§ What the exercise asks: Convert the lines of all the entries below into a Markdown table with two columns, Row for a running number and Line for the line itself, skipping blank lines. Leave the picture out of the table.

§ Data entries:

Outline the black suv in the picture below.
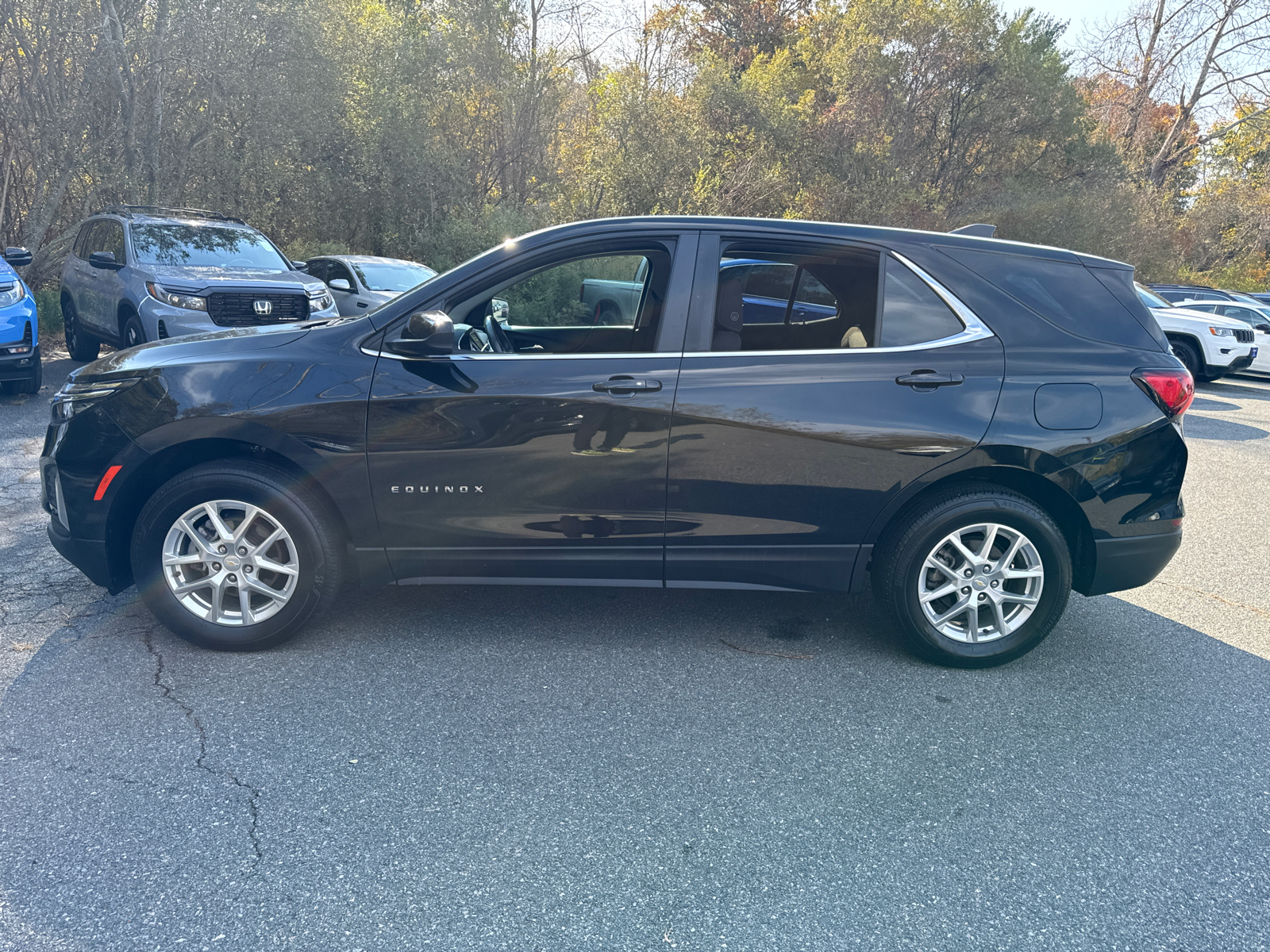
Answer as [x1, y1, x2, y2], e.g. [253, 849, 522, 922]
[40, 217, 1192, 666]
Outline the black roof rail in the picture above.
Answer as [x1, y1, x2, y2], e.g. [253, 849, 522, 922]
[93, 205, 246, 225]
[949, 222, 997, 237]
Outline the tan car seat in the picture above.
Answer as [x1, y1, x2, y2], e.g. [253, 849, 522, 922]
[838, 328, 868, 347]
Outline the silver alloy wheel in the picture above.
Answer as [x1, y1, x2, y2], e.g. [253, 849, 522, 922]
[917, 523, 1045, 643]
[163, 499, 300, 626]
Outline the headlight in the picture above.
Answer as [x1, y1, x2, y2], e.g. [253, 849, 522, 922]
[53, 377, 141, 424]
[146, 281, 207, 311]
[0, 284, 27, 307]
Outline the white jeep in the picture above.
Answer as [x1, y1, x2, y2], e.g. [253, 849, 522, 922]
[1137, 284, 1257, 382]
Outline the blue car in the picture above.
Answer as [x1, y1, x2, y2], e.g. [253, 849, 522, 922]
[0, 248, 43, 393]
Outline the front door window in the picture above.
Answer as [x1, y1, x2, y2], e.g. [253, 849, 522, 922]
[368, 243, 692, 586]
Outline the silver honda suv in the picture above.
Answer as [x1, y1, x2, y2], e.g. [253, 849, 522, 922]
[61, 205, 337, 360]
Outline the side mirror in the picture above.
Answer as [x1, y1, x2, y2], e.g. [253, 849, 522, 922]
[387, 311, 455, 357]
[87, 251, 123, 271]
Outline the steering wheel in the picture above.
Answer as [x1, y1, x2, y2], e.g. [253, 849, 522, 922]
[485, 313, 516, 354]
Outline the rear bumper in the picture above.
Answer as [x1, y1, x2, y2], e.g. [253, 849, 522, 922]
[1077, 529, 1183, 595]
[48, 520, 110, 589]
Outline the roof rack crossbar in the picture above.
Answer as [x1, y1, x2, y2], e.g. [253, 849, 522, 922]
[93, 205, 246, 225]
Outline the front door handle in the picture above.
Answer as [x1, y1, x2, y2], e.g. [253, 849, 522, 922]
[591, 377, 662, 393]
[895, 370, 965, 393]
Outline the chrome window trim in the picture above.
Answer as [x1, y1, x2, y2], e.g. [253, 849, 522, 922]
[360, 251, 995, 360]
[360, 347, 683, 360]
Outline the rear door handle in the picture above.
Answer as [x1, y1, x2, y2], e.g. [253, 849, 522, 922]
[895, 370, 965, 392]
[591, 377, 662, 393]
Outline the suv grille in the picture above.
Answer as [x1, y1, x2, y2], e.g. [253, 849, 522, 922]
[207, 290, 309, 328]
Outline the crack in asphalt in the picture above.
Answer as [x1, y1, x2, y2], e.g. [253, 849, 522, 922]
[141, 632, 264, 878]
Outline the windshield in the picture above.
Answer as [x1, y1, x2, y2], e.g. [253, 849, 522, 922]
[349, 262, 437, 290]
[1134, 284, 1172, 307]
[132, 225, 291, 271]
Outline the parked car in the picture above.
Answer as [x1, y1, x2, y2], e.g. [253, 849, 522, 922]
[1138, 284, 1257, 382]
[1145, 284, 1234, 305]
[0, 248, 43, 393]
[40, 216, 1194, 666]
[1186, 301, 1270, 373]
[307, 255, 437, 316]
[61, 205, 337, 360]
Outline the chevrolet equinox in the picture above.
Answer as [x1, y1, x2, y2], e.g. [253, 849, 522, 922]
[40, 217, 1194, 666]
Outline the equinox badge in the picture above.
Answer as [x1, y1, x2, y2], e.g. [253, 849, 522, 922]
[392, 486, 485, 493]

§ The result:
| Row | Line |
|---|---|
| 1 | Outline the black suv in the picture below. |
| 2 | Answer as [x1, y1, x2, y2], e.g. [253, 849, 522, 922] |
| 3 | [40, 217, 1192, 666] |
| 4 | Outline the black roof rail in the picture above. |
| 5 | Answer as [x1, y1, x2, y2], e.g. [253, 849, 522, 922] |
| 6 | [93, 205, 246, 225] |
| 7 | [949, 222, 997, 237] |
| 8 | Outline the tan car seat in the picture above. |
| 9 | Answer as [x1, y1, x2, y2], e.g. [253, 849, 522, 922] |
| 10 | [838, 328, 868, 347] |
| 11 | Outline the silver alloy wheel in the picture above. |
| 12 | Answer as [x1, y1, x2, y2], e.g. [253, 849, 522, 922] |
| 13 | [917, 523, 1045, 643] |
| 14 | [163, 499, 300, 626] |
| 15 | Outline the headlight in the picture above. |
| 16 | Answer as [x1, y1, x2, y2], e.g. [253, 849, 522, 922] |
| 17 | [53, 377, 141, 424] |
| 18 | [146, 281, 207, 311] |
| 19 | [0, 284, 27, 307] |
| 20 | Outline the white jeep in the picture above. |
| 21 | Answer as [x1, y1, x2, y2], e.g. [253, 849, 522, 922] |
| 22 | [1137, 284, 1257, 382] |
| 23 | Outline the blue car in the picture above. |
| 24 | Answer as [x1, y1, x2, y2], e.g. [253, 849, 522, 922] |
| 25 | [0, 248, 43, 393] |
| 26 | Outline the front door window in the picture above. |
| 27 | Answer as [x1, y1, x2, y2], e.g. [253, 849, 522, 922] |
| 28 | [368, 243, 692, 586] |
| 29 | Outline the silver honda suv in the picture above. |
| 30 | Answer as [x1, y1, x2, y2], e.g. [253, 849, 522, 922] |
| 31 | [61, 205, 337, 360] |
| 32 | Outline the side mirror in the picture above. |
| 33 | Answer as [x1, y1, x2, y2], e.g. [253, 849, 522, 922] |
| 34 | [387, 311, 455, 357] |
| 35 | [87, 251, 123, 271] |
| 36 | Outline the steering wheel in the picture above. |
| 37 | Answer as [x1, y1, x2, y2], e.g. [253, 849, 522, 922] |
| 38 | [485, 313, 516, 354] |
| 39 | Outline the rear bumper in the picture above. |
| 40 | Answer as [x1, y1, x2, y2], e.g. [253, 849, 522, 922] |
| 41 | [1077, 529, 1183, 595] |
| 42 | [48, 520, 110, 589] |
| 43 | Outline the roof rack crossbar in the picture above. |
| 44 | Answer as [x1, y1, x2, y2], e.g. [253, 849, 522, 922] |
| 45 | [93, 205, 246, 225] |
| 46 | Outline the front door handle in the picture above. |
| 47 | Answer as [x1, y1, x2, y2], e.g. [253, 849, 522, 922] |
| 48 | [591, 377, 662, 393] |
| 49 | [895, 370, 965, 393] |
| 50 | Outline the chrome window trim in the picture above. |
| 51 | Answer as [x1, y1, x2, y2], e.g. [253, 849, 522, 922] |
| 52 | [360, 251, 995, 360] |
| 53 | [360, 347, 683, 360] |
| 54 | Outline the rear door handle in the picture above. |
| 55 | Answer as [x1, y1, x2, y2], e.g. [253, 849, 522, 922] |
| 56 | [895, 370, 965, 392] |
| 57 | [591, 377, 662, 393] |
| 58 | Outline the suv grille in the picture above. |
| 59 | Answer as [x1, y1, x2, y2], e.g. [253, 849, 522, 922] |
| 60 | [207, 290, 309, 328] |
| 61 | Outline the crack in asphalt in the picture above. |
| 62 | Answer as [x1, y1, x2, y2], e.g. [253, 849, 522, 922] |
| 63 | [141, 632, 264, 878] |
| 64 | Outline the windshield in the picture above. |
| 65 | Answer as [x1, y1, x2, y2], e.g. [253, 849, 522, 922] |
| 66 | [349, 262, 437, 290] |
| 67 | [1134, 284, 1172, 307] |
| 68 | [132, 225, 291, 271] |
| 69 | Outline the parked car in the picture above. |
| 70 | Answer as [x1, y1, x2, y2], e.g. [253, 849, 522, 922] |
| 71 | [1138, 284, 1257, 382] |
| 72 | [1145, 284, 1234, 305] |
| 73 | [0, 248, 43, 393] |
| 74 | [40, 216, 1194, 666] |
| 75 | [1186, 301, 1270, 373] |
| 76 | [307, 255, 437, 316] |
| 77 | [61, 205, 337, 360] |
| 78 | Outline the chevrolet equinox in the picture above. |
| 79 | Answer as [x1, y1, x2, y2], e.g. [253, 849, 522, 922] |
| 80 | [40, 217, 1194, 666] |
| 81 | Outline the equinox badge in the picture above. |
| 82 | Answer as [x1, y1, x2, y2], e.g. [253, 849, 522, 922] |
| 83 | [392, 486, 485, 493] |